§ ASSIGNMENT
Only those lines in the data below from the line containing "User intent: locate the window" through the line containing "User intent: locate the white roller shutter.", both included, should be restated word for word.

§ PROVIDED DATA
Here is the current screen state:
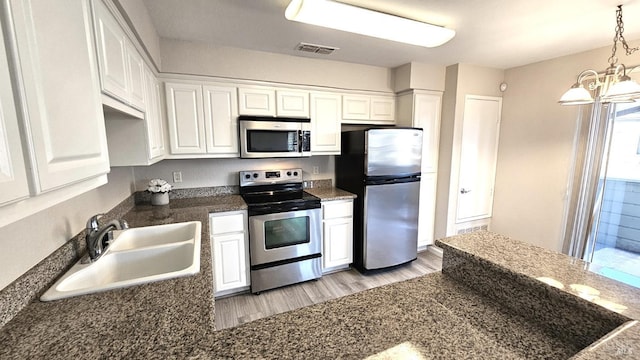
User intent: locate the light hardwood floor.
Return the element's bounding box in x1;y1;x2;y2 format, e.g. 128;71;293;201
215;250;443;330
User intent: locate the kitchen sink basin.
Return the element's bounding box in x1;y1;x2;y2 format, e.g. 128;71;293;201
40;221;201;301
109;221;200;251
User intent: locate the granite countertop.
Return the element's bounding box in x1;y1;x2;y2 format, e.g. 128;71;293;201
305;186;357;201
2;195;638;359
0;194;246;358
437;232;640;360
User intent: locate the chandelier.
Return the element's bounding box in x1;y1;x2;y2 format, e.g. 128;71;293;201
559;5;640;105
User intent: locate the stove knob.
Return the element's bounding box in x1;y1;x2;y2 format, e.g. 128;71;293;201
287;171;292;176
293;171;298;176
253;173;259;178
244;174;251;179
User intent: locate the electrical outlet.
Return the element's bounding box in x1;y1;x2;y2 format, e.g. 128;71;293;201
172;171;183;183
312;166;319;174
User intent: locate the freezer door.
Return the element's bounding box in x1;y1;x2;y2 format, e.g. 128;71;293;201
366;128;423;176
363;180;420;269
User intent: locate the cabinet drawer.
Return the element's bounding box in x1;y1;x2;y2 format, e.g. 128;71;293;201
210;212;245;235
322;200;353;220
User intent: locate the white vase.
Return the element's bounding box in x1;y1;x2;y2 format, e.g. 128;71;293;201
151;192;169;206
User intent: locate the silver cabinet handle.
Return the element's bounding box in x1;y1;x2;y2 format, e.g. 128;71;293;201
460;188;472;194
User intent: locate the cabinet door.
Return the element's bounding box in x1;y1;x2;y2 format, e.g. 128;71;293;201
92;0;129;102
203;85;238;155
456;96;502;222
310;92;341;155
143;66;165;160
323;217;353;269
165;82;205;154
213;232;249;292
126;42;145;110
414;93;442;173
276;89;309;118
370;96;395;122
342;95;370;120
0;21;29;205
418;173;437;247
238;87;276;116
9;0;109;192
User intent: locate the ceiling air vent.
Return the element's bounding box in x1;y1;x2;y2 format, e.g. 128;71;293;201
295;42;339;55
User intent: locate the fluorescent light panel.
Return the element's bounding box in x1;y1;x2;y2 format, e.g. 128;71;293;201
285;0;455;48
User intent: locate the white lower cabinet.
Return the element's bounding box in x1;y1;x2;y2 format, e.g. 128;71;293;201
321;199;353;273
210;211;249;296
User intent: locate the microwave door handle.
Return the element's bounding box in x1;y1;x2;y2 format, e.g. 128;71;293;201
298;130;303;153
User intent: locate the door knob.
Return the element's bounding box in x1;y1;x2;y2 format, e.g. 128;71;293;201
460;188;472;194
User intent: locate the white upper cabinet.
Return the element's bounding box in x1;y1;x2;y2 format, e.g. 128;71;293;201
342;95;370;120
165;82;206;154
310;92;341;155
144;66;165;161
93;0;144;111
165;81;239;157
0;16;29;205
203;85;238;155
93;0;128;101
414;93;442;174
396;91;442;174
370;96;395;122
342;94;395;125
276;89;309;118
126;42;145;110
8;0;109;193
238;87;276;116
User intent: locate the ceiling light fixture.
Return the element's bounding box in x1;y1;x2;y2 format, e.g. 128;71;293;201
285;0;455;48
559;5;640;106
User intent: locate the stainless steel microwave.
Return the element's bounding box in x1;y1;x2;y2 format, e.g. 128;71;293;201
239;116;311;158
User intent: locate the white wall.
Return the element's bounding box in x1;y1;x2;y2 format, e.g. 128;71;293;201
159;39;394;93
133;157;334;191
0;167;135;290
492;43;640;252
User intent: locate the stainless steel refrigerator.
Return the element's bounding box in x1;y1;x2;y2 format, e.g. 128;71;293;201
336;128;423;271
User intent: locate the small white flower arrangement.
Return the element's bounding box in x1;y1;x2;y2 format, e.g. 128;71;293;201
147;178;172;193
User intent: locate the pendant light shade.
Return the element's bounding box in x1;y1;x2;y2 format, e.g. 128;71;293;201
285;0;455;48
559;83;595;105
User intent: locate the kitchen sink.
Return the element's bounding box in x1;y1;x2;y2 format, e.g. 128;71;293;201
109;221;200;251
40;221;201;301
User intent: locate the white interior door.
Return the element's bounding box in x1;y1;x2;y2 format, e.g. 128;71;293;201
456;96;502;222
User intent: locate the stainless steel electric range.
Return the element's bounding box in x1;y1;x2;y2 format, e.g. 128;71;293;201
239;168;322;294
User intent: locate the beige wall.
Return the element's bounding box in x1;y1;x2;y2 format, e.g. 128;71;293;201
0;168;135;290
492;44;640;252
115;0;162;69
435;64;505;239
393;62;446;93
160;39;394;92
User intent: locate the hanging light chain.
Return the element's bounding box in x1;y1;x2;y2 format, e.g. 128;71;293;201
609;5;638;67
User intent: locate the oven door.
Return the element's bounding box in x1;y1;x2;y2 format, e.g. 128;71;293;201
248;208;321;265
240;119;310;158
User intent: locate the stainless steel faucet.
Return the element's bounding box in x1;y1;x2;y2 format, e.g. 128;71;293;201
85;214;129;262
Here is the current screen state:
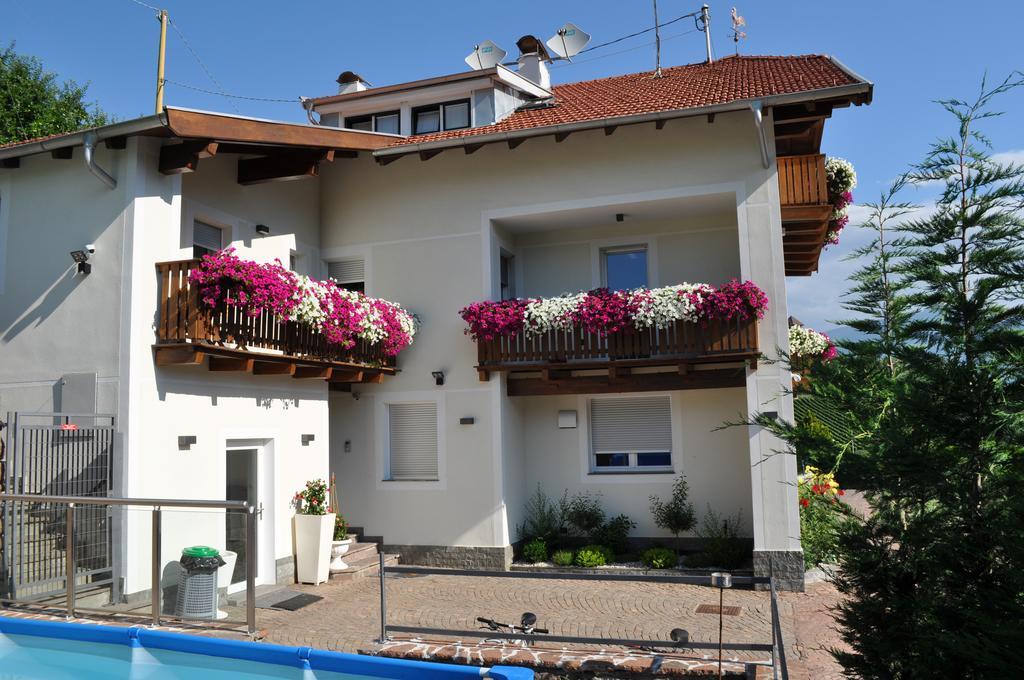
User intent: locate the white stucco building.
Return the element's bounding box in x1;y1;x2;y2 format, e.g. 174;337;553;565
0;51;871;594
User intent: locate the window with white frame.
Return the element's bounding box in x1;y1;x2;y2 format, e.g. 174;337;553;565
192;220;225;258
601;244;648;291
327;258;365;293
589;396;673;472
413;99;471;134
386;402;439;481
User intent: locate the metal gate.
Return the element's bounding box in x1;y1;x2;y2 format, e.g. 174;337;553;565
1;412;115;600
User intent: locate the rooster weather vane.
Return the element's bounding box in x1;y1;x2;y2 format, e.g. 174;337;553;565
731;7;747;55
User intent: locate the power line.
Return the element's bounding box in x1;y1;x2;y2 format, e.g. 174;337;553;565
551;28;701;69
163;79;297;104
166;18;240;113
576;9;701;55
126;0;161;13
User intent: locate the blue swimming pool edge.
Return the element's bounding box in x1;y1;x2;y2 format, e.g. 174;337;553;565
0;615;533;680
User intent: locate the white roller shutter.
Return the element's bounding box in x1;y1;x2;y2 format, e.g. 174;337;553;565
328;258;364;284
590;396;672;453
387;402;439;481
193;220;224;250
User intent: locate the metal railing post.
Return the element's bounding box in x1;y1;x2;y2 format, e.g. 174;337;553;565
65;503;75;619
245;507;257;637
378;552;388;642
769;576;789;680
151;508;162;627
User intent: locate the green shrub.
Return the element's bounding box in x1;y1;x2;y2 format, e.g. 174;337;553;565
564;492;606;537
574;544;608;568
521;537;548;563
594;514;636;556
516;485;567;545
690;506;748;569
641;547;678;569
649;475;696;539
552;549;575;567
800;494;851;568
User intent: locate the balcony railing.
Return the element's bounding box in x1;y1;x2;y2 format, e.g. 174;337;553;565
155;259;394;376
477;317;759;372
777;154;833;277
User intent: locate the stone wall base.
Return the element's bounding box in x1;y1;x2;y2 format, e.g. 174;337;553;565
276;555;295;584
753;550;805;592
384;544;513;570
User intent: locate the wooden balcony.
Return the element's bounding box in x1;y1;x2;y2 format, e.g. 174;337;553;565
778;154;833;276
154;259;395;385
476;317;759;396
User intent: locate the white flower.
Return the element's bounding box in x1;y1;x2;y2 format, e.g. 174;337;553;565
789;324;832;358
631;283;712;329
524;293;585;335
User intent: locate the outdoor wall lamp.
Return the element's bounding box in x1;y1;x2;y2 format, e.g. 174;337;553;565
431;370;445;386
178;435;196;451
70;245;94;274
255;224;271;235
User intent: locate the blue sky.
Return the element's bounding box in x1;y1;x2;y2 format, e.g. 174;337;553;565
3;1;1022;330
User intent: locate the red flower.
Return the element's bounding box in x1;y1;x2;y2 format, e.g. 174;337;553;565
800;498;810;508
838;489;845;496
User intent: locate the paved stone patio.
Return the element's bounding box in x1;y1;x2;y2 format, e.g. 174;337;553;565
253;572;791;676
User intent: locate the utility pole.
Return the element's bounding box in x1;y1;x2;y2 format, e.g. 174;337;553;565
652;0;662;77
155;9;168;114
701;4;713;64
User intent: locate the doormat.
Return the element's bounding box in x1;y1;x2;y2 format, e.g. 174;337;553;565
254;591;323;611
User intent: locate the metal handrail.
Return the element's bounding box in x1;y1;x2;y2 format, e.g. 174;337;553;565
0;493;249;510
0;494;257;636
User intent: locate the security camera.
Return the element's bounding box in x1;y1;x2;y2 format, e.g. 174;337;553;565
85;244;96;254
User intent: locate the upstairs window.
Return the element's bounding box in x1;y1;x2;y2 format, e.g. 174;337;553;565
327;258;365;293
602;245;648;291
192;220;225;258
413;99;471;135
345;111;400;135
590;396;673;473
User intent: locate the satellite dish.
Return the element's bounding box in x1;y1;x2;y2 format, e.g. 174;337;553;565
546;22;591;60
465;40;507;70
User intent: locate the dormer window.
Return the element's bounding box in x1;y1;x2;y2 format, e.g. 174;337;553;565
345;111;400;135
413;99;471;135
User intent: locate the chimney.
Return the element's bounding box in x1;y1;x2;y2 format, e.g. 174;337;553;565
515;35;551;91
336;71;370;95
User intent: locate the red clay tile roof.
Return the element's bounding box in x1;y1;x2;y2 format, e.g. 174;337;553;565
388;55;866;147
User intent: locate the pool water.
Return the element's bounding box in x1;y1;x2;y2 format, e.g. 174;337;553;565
0;633;365;680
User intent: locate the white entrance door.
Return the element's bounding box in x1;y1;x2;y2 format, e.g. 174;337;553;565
225;443;275;591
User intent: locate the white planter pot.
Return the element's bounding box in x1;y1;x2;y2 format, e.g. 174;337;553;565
294;513;334;585
329;538;354;573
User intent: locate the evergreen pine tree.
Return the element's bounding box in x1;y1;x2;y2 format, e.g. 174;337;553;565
832;73;1024;679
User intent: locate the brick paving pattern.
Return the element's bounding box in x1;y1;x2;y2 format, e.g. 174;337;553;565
257;573;792;673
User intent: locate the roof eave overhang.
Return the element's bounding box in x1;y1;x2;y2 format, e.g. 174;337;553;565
0;113;168;161
372;81;873;158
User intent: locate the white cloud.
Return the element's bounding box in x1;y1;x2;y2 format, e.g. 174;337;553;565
992;149;1024;165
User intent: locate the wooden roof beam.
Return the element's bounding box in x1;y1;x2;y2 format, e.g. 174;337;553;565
237;150;332;185
159;140;219;175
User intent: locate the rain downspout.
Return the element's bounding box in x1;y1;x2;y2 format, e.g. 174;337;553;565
83;132;117;189
749;100;770;169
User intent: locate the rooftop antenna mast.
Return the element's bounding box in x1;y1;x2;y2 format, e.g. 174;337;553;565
699;4;713;64
154;8;168;113
730;7;747;55
652;0;663;77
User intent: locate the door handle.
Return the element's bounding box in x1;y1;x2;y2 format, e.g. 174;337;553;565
256;502;264;520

§ RESPONSE FOR THIS EXERCISE
User intent: locate the window with white frame.
Return the element's bounding box in x1;y1;x2;y2 format, e.g. 174;337;553;565
192;220;225;258
601;244;648;291
327;258;365;293
589;396;673;472
413;99;471;134
386;402;439;481
User intent: locate the metal gate.
Return the element's bounding box in x1;y1;x2;y2 format, e.g. 174;337;553;565
1;412;115;600
User intent: locate the rooster weather vane.
Return the element's bounding box in x1;y1;x2;y2 format, e.g. 174;337;553;565
731;7;747;55
User intent: locate the power line.
Return the element's bounding box in x1;y1;x2;y2 format, e.g. 174;337;553;565
551;28;701;69
163;79;297;104
166;18;240;113
576;9;701;55
126;0;161;13
User intent: locate the blue swimming pool edge.
Return the element's bounding box in x1;y1;x2;y2 format, e.g. 174;337;553;565
0;615;533;680
User intent: locate the white roller shutter.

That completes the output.